=== SELECTED PASSAGE ===

Mean Nail Jokes

Q What do you get if you nail a mortgage broker to the roof of a foreclosed McMansion?
A Shit on a shingle.


Q What do you get if you nail Senator James Inhofe (R-OK) to a smokestack?
A I don’t know, but the resulting emissions do not contribute to global warming.

 

Q What do you get if you nail Sarah Palin to a plank?
A The 2012 Republican Party Platform.

 

Q What do you get if you nail Rush Limbaugh to a tall pole?
A Wind power.

 

Q What do you get if you nail Ann Coulter to a cross?
A A pound of flesh. Maybe less.

 

Q Why would an unemployed autoworker nail an GM exec to his SUV?
A Customer satisfaction is job one.

 

Q What do you get when you nail Bill O’Reilly to a Christmas tree?

=== GIVEN RECORDS ===

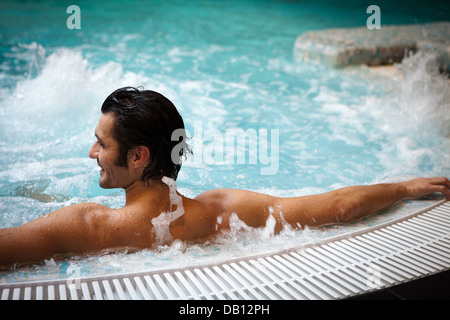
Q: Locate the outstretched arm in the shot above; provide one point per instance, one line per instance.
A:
(85, 228)
(338, 206)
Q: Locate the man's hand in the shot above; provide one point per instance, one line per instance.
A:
(421, 187)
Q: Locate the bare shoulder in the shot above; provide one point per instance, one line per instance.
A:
(213, 198)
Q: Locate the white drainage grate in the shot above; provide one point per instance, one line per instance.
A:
(377, 258)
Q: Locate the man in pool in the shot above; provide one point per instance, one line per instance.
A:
(135, 151)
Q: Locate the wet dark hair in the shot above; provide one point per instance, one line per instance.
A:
(147, 118)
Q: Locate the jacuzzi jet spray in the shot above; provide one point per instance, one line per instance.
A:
(162, 222)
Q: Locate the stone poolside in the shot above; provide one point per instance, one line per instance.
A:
(353, 46)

===

• SHORT EXERCISE A
In the mean nail jokes, what do you get if you nail Rush Limbaugh to a tall pole?
• SHORT EXERCISE B
Duplicate a portion of the nail jokes, beginning at the words "Q Why would an" and stopping after "a Christmas tree?".

• RESPONSE A
Wind power.

• RESPONSE B
Q Why would an unemployed autoworker nail an GM exec to his SUV?
A Customer satisfaction is job one.

 

Q What do you get when you nail Bill O’Reilly to a Christmas tree?